Work to be completed:
Change every occurrence of "single marker" to "single point" in the records below, leaving everything else unchanged. Leave the pictures out of your answer.

═════ Extracted data

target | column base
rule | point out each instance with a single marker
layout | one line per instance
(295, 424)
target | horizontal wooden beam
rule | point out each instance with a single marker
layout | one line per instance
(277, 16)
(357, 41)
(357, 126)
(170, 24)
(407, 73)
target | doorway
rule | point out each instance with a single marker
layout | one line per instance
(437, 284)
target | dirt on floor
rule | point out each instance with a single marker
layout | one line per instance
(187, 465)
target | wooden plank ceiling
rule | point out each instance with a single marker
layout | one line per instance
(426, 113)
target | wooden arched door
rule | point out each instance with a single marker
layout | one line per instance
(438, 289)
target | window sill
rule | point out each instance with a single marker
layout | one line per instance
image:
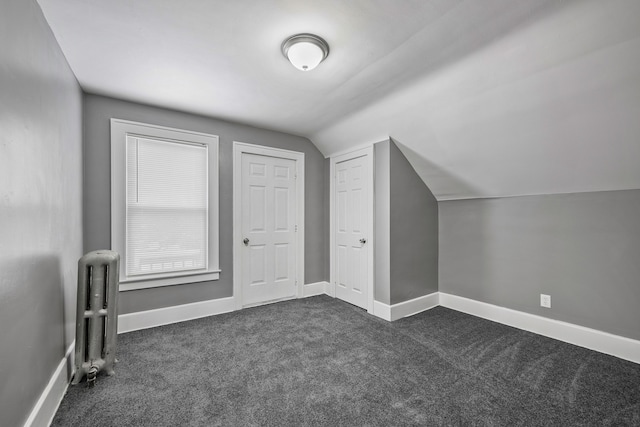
(146, 283)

══════════

The response:
target | column base
rule | point out each instance with a single point
layout | one line per instance
(295, 424)
target | horizontal wooden beam
rule | point out each instance with a single point
layout | one line per instance
(277, 16)
(357, 41)
(357, 126)
(170, 24)
(407, 73)
target | doorway
rule | point out each instance with a single point
layout | one line per instance
(437, 284)
target | dirt on floor
rule | point out each instance with a single point
layout | one line per instance
(187, 465)
target | wooden plank ceiling
rule | point out each instance with a single point
layout | one line per instance
(426, 113)
target | wooden arched door
rule | point out each instance with a single point
layout | one line per instance
(438, 289)
target | window sill
rule | point out each instance with a single point
layout | one line per instance
image:
(146, 283)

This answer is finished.